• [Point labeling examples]
— Start —

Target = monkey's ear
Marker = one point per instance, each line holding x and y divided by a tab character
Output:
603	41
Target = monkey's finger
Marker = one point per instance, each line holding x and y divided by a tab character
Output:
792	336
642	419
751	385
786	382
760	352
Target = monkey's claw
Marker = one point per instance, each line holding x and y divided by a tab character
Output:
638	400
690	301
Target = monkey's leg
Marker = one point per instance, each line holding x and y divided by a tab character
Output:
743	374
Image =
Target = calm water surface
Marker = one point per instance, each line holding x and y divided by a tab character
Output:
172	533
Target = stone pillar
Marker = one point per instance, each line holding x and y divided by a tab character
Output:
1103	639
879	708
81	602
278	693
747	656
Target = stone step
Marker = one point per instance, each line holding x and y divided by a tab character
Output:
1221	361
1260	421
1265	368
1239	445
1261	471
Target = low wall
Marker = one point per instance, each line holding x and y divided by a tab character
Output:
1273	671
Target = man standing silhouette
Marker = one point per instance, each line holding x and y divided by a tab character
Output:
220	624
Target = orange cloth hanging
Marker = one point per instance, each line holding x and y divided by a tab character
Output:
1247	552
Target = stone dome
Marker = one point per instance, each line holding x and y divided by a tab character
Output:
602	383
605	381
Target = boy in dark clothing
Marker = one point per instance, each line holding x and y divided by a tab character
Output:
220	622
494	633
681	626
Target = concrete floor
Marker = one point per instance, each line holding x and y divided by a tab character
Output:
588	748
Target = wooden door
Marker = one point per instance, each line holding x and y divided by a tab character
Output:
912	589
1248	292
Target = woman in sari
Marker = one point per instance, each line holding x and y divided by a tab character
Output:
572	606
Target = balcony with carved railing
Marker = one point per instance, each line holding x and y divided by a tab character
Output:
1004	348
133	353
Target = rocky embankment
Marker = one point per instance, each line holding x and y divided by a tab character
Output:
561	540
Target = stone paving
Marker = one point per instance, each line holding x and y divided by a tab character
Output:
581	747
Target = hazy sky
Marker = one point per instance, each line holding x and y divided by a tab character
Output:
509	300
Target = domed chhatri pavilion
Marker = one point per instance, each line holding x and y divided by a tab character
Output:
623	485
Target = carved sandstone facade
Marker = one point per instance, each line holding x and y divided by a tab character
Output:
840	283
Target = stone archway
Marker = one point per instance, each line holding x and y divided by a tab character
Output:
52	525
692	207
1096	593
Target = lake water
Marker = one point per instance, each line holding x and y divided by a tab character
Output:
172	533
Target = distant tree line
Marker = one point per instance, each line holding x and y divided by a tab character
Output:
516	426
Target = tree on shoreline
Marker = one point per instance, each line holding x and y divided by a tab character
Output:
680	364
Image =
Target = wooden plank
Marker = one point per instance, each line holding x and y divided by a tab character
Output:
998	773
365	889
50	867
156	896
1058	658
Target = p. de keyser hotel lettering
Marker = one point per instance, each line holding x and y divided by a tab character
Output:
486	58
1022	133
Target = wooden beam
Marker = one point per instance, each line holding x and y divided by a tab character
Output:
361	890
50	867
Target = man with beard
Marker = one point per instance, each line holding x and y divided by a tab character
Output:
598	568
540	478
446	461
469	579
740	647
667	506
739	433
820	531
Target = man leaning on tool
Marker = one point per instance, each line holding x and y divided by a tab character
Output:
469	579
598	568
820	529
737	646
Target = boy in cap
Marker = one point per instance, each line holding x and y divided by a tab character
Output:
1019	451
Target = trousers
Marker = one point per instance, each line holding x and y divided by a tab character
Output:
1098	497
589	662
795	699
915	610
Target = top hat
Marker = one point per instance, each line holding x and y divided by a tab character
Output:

— End —

Exactly as written, please output every entry.

Target = monkey's ear
Marker = one point per instance, each line holding x and y divided by a tab character
Output:
603	41
Target = monkey's finger
Marker = one point per instance, each line holding x and y divided by a tab character
Output:
792	336
642	419
751	385
786	382
760	352
Target = monkey's claw
Marker = one point per instance, each line holding x and y divided by a tab character
Output:
638	400
690	301
Target = monkey's leg
Marker = one point per instance, each line holding x and y divided by a tab character
Output:
743	374
Image =
Target = calm water surface
Marker = one point per instance, each line holding x and y divided by a tab character
Output:
172	533
Target = stone pillar
Marker = one point per instance, each line holding x and y divided by a tab character
Output:
1103	639
879	708
81	602
278	693
747	656
Target = stone step
Marker = one point per instance, each line holding x and y divided by a tab character
Output:
1221	361
1260	421
1265	368
1239	445
1261	471
Target = low wall
Marker = one point per instance, each line holding x and y divided by a tab character
Output:
1273	671
Target = man standing silhouette
Marker = one point per instance, each line holding x and y divided by a tab character
Output:
220	624
Target = orange cloth hanging
Marker = one point per instance, each line holding x and y divided by a tab character
Output:
1247	552
Target = stone dome
Marker = one point per instance, each line holding x and y divided by a tab character
Output:
602	383
605	381
Target = boy in dark clothing
Marker = one point per instance, each line holding x and y divided by a tab character
Output:
220	622
494	633
681	626
Target = concrete floor
Marker = one point per instance, each line holding x and y divided by a tab character
Output:
588	748
Target = wooden door
Marker = one point per instance, each line holding x and y divided by a tab character
Output:
912	589
1248	292
Target = woman in sari
Marker = one point per instance, each line holding x and y divided by a tab character
Output:
572	606
Target = balcony with carved railing
Marker = one point per instance, each line holding x and y divided by a tab character
Output:
1004	348
133	353
Target = rocky embankment
Marker = one point per instance, each line holding x and y divided by a tab character
Output:
561	540
Target = stone paving
Marker = one point per instance, each line holding x and y divided by a tab character
Output:
581	747
Target = hazy sky
Marker = one point per instance, each line holding x and y divided by a tab character
Output:
509	300
Target = domed chhatri pavilion
Marker = one point per instance, each line holding x and y divided by a tab character
Output:
623	485
Target = carved sandstone facade
Marker = one point per instance, each line holding x and y divided by a tab character
Output:
840	283
Target = stone archway
Marker = one point per instance, each line holding x and y divided by a tab character
Output:
52	525
692	207
1096	593
Target = lake water
Marker = one point per instance, each line holding x and y divided by a tab character
Output:
172	533
Target = distant tree line
Marker = one point per instance, each line holding x and y divided by a tab character
Output:
516	426
Target = tree on shoreline
Marker = one point per instance, each line holding x and y divided by a tab character
Output:
680	364
Image =
Target = wooden plank
Marker = one point per instance, each line holding x and y divided by a tab character
Output:
998	773
365	889
50	867
156	896
1058	658
Target = p. de keyser hotel lettering
Marker = one point per instance, each line holding x and y divided by a tab character
Output:
486	58
1022	133
Target = wooden beam
Marker = one point per instance, each line holding x and y divided by a tab character
Output:
361	890
50	867
Target = man with beard
Marker = one point per instance, each line holding x and y divided by a tab character
Output:
598	568
540	478
446	461
469	579
740	647
667	506
739	433
820	531
Target = man leaning on tool
Marker = one point per instance, each line holding x and y divided by a tab character
Output:
469	579
598	568
820	529
737	646
Target = boy in cap
Marker = one point per instance, each line holding x and y divided by a tab character
Output:
1019	451
Target = trousers
Marker = one point per instance, each line holding x and y divided by a tab character
Output:
1098	497
589	662
795	699
915	610
Target = top hat
Marker = one point per instance, each line holding x and y divided by a tab character
Output:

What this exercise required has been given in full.